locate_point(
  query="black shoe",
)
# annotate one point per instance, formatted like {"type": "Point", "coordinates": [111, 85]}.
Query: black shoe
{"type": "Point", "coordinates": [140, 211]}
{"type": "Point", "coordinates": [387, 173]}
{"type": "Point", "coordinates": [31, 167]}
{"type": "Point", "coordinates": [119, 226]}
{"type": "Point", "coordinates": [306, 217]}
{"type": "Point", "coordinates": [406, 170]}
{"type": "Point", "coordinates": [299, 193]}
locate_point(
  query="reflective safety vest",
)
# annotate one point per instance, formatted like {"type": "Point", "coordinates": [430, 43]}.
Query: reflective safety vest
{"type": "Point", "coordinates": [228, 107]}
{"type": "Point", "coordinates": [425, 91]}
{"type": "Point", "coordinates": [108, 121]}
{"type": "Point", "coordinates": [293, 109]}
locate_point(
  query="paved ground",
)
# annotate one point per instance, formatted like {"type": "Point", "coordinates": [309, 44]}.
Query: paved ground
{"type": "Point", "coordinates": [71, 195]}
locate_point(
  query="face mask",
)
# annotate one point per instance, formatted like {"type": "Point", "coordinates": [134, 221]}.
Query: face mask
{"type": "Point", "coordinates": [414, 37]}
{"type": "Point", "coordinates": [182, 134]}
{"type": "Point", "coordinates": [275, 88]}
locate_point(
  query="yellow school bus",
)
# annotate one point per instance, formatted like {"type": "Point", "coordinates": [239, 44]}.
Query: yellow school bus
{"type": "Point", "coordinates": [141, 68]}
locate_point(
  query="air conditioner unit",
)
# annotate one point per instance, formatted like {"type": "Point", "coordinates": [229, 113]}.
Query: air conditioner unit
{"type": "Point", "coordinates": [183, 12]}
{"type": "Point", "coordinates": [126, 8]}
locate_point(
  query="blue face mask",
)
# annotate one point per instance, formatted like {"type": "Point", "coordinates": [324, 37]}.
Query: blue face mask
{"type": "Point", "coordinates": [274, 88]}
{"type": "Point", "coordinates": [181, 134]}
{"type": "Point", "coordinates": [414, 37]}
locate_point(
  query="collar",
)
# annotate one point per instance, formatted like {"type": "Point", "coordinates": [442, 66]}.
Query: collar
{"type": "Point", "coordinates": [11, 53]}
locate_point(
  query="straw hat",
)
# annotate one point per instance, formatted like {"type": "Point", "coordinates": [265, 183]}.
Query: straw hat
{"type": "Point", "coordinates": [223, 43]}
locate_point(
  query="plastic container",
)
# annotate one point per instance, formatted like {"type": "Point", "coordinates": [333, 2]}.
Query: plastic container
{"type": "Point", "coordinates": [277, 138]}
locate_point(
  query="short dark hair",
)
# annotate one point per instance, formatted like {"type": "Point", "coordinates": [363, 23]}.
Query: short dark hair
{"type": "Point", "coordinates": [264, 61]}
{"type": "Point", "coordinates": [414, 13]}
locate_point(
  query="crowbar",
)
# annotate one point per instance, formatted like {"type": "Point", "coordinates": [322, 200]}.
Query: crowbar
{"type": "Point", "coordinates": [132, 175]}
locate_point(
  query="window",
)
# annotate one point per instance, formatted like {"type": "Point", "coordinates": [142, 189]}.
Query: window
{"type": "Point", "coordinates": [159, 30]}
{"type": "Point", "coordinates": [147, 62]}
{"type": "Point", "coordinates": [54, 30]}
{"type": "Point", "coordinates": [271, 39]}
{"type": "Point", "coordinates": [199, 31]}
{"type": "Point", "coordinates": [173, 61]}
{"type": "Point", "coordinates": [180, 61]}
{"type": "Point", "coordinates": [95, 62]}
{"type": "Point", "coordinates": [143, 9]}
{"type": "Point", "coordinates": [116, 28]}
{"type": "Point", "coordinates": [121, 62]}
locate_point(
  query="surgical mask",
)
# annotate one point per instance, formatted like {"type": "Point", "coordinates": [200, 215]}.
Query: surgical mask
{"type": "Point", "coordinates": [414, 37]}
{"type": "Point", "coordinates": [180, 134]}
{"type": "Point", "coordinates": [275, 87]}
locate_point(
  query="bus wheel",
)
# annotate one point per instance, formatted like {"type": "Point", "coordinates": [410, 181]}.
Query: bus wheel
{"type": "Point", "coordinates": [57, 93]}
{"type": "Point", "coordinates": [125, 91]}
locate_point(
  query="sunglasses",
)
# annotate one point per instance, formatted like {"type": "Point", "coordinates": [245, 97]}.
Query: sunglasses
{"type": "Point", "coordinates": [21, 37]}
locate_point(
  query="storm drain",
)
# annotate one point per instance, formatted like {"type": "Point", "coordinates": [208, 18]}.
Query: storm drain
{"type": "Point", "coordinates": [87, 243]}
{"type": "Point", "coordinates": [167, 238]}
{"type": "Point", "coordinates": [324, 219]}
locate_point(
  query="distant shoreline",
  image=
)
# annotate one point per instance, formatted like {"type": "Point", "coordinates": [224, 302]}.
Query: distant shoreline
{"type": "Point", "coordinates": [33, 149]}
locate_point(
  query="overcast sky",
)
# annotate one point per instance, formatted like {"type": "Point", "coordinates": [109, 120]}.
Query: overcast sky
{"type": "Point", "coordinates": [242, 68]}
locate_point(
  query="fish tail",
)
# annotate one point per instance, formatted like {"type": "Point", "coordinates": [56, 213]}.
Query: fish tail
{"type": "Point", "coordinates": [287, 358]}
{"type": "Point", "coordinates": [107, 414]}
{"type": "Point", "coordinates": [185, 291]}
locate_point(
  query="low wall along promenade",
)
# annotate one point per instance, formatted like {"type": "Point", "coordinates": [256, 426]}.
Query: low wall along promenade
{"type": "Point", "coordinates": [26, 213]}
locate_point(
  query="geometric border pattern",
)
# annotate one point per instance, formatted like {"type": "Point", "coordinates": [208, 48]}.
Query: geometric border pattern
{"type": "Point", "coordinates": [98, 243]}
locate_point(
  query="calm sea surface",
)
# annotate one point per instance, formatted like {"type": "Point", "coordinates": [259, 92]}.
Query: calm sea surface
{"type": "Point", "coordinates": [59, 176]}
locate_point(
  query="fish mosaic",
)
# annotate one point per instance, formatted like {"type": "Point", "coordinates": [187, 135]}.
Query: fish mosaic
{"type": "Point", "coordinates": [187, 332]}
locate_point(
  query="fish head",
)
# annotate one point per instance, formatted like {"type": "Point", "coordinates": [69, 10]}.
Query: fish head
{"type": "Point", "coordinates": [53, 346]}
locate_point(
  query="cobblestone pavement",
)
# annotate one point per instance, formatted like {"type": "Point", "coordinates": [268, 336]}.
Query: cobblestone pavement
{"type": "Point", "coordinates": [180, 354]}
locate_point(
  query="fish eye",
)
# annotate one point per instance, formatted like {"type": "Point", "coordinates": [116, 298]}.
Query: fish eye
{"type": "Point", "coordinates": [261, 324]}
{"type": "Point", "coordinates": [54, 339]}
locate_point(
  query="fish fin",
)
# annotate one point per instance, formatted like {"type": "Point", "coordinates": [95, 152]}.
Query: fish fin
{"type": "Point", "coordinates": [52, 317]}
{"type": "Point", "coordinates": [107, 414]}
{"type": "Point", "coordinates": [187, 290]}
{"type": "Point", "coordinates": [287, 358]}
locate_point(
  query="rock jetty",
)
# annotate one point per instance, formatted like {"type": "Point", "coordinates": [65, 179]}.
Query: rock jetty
● ● ● ●
§ **Challenge**: Reproduce all of the data exactly as given.

§ **Exercise output**:
locate_point(
  query="black shoe",
)
# annotate one point per instance, formatted like {"type": "Point", "coordinates": [111, 85]}.
Query: black shoe
{"type": "Point", "coordinates": [140, 211]}
{"type": "Point", "coordinates": [387, 173]}
{"type": "Point", "coordinates": [31, 167]}
{"type": "Point", "coordinates": [119, 226]}
{"type": "Point", "coordinates": [306, 217]}
{"type": "Point", "coordinates": [406, 170]}
{"type": "Point", "coordinates": [299, 193]}
locate_point(
  query="reflective safety vest",
)
# annotate one point per instance, formatted like {"type": "Point", "coordinates": [430, 43]}.
Query: reflective safety vest
{"type": "Point", "coordinates": [228, 107]}
{"type": "Point", "coordinates": [425, 91]}
{"type": "Point", "coordinates": [108, 121]}
{"type": "Point", "coordinates": [293, 109]}
locate_point(
  query="paved ground",
)
# annotate one point per instance, formatted like {"type": "Point", "coordinates": [309, 44]}.
Query: paved ground
{"type": "Point", "coordinates": [71, 195]}
locate_point(
  query="face mask",
)
# annotate one point per instance, formatted like {"type": "Point", "coordinates": [134, 221]}.
Query: face mask
{"type": "Point", "coordinates": [414, 37]}
{"type": "Point", "coordinates": [182, 134]}
{"type": "Point", "coordinates": [275, 88]}
locate_point(
  query="yellow school bus",
)
# annotate one point per instance, formatted like {"type": "Point", "coordinates": [239, 44]}.
Query: yellow school bus
{"type": "Point", "coordinates": [141, 68]}
locate_point(
  query="air conditioner unit",
)
# annotate one point per instance, formatted like {"type": "Point", "coordinates": [229, 113]}.
Query: air conditioner unit
{"type": "Point", "coordinates": [183, 12]}
{"type": "Point", "coordinates": [126, 8]}
locate_point(
  query="blue face mask",
)
# annotate one point per instance, formatted like {"type": "Point", "coordinates": [324, 37]}.
Query: blue face mask
{"type": "Point", "coordinates": [274, 88]}
{"type": "Point", "coordinates": [181, 134]}
{"type": "Point", "coordinates": [414, 37]}
locate_point(
  query="collar",
)
# annotate one point per instance, formatted like {"type": "Point", "coordinates": [442, 66]}.
Query: collar
{"type": "Point", "coordinates": [11, 53]}
locate_point(
  query="straw hat",
)
# annotate one point per instance, formatted like {"type": "Point", "coordinates": [265, 183]}.
Query: straw hat
{"type": "Point", "coordinates": [223, 43]}
locate_point(
  query="plastic container",
)
# annotate one point per instance, formatted like {"type": "Point", "coordinates": [333, 2]}.
Query: plastic container
{"type": "Point", "coordinates": [277, 138]}
locate_point(
  query="short dark hair",
)
# annotate one point per instance, formatted like {"type": "Point", "coordinates": [363, 23]}.
Query: short dark hair
{"type": "Point", "coordinates": [264, 61]}
{"type": "Point", "coordinates": [414, 13]}
locate_point(
  query="crowbar",
)
# annotate one point per instance, formatted like {"type": "Point", "coordinates": [322, 200]}.
Query: crowbar
{"type": "Point", "coordinates": [132, 175]}
locate_point(
  query="window",
)
# annotate one point per instance, formatted like {"type": "Point", "coordinates": [142, 189]}.
Query: window
{"type": "Point", "coordinates": [159, 30]}
{"type": "Point", "coordinates": [147, 62]}
{"type": "Point", "coordinates": [54, 30]}
{"type": "Point", "coordinates": [271, 39]}
{"type": "Point", "coordinates": [199, 31]}
{"type": "Point", "coordinates": [173, 61]}
{"type": "Point", "coordinates": [180, 61]}
{"type": "Point", "coordinates": [95, 62]}
{"type": "Point", "coordinates": [143, 9]}
{"type": "Point", "coordinates": [116, 28]}
{"type": "Point", "coordinates": [121, 62]}
locate_point(
  query="surgical mask",
)
# annotate one point per instance, formatted like {"type": "Point", "coordinates": [200, 215]}.
Query: surgical mask
{"type": "Point", "coordinates": [414, 37]}
{"type": "Point", "coordinates": [180, 134]}
{"type": "Point", "coordinates": [275, 87]}
locate_point(
  query="bus wheel",
)
# annotate one point per instance, formatted like {"type": "Point", "coordinates": [410, 181]}.
Query: bus wheel
{"type": "Point", "coordinates": [57, 93]}
{"type": "Point", "coordinates": [125, 91]}
locate_point(
  query="sunglasses",
)
# annotate one point per instance, formatted like {"type": "Point", "coordinates": [245, 97]}.
Query: sunglasses
{"type": "Point", "coordinates": [21, 37]}
locate_point(
  query="storm drain",
)
# annotate one point per instance, formatted like {"type": "Point", "coordinates": [208, 18]}.
Query: storm drain
{"type": "Point", "coordinates": [87, 243]}
{"type": "Point", "coordinates": [167, 238]}
{"type": "Point", "coordinates": [324, 219]}
locate_point(
  query="distant shoreline",
  image=
)
# annotate one point per instance, formatted like {"type": "Point", "coordinates": [224, 302]}.
Query: distant shoreline
{"type": "Point", "coordinates": [33, 149]}
locate_point(
  query="overcast sky",
)
# annotate one point per instance, formatted like {"type": "Point", "coordinates": [109, 120]}.
Query: overcast sky
{"type": "Point", "coordinates": [242, 68]}
locate_point(
  query="fish tail",
)
# annotate one point per instance, formatted like {"type": "Point", "coordinates": [56, 213]}.
Query: fish tail
{"type": "Point", "coordinates": [287, 358]}
{"type": "Point", "coordinates": [107, 414]}
{"type": "Point", "coordinates": [185, 291]}
locate_point(
  query="low wall along promenade",
)
# annotate one point per instance, formatted like {"type": "Point", "coordinates": [256, 426]}.
Query: low wall along promenade
{"type": "Point", "coordinates": [26, 213]}
locate_point(
  query="geometric border pattern",
)
# annotate one point per instance, formatted like {"type": "Point", "coordinates": [208, 48]}.
Query: geometric border pattern
{"type": "Point", "coordinates": [98, 243]}
locate_point(
  query="calm sea surface",
)
# annotate one point per instance, formatted like {"type": "Point", "coordinates": [259, 92]}.
Query: calm sea surface
{"type": "Point", "coordinates": [59, 176]}
locate_point(
  query="fish mosaic",
)
# annotate one point per instance, formatted like {"type": "Point", "coordinates": [187, 135]}.
Query: fish mosaic
{"type": "Point", "coordinates": [187, 332]}
locate_point(
  query="fish head",
)
# annotate one point per instance, formatted like {"type": "Point", "coordinates": [69, 10]}.
Query: fish head
{"type": "Point", "coordinates": [53, 346]}
locate_point(
  query="cobblestone pavement",
)
# annotate one point per instance, formatted like {"type": "Point", "coordinates": [268, 336]}.
Query: cobblestone pavement
{"type": "Point", "coordinates": [180, 354]}
locate_point(
  query="fish eye",
)
# annotate one point per instance, formatted like {"type": "Point", "coordinates": [116, 298]}.
Query: fish eye
{"type": "Point", "coordinates": [261, 324]}
{"type": "Point", "coordinates": [54, 339]}
locate_point(
  query="fish fin",
)
# annotate one point per instance, formatted like {"type": "Point", "coordinates": [95, 152]}.
Query: fish fin
{"type": "Point", "coordinates": [52, 317]}
{"type": "Point", "coordinates": [107, 414]}
{"type": "Point", "coordinates": [187, 290]}
{"type": "Point", "coordinates": [287, 358]}
locate_point(
  query="rock jetty",
)
# annotate one point per instance, formatted like {"type": "Point", "coordinates": [65, 179]}.
Query: rock jetty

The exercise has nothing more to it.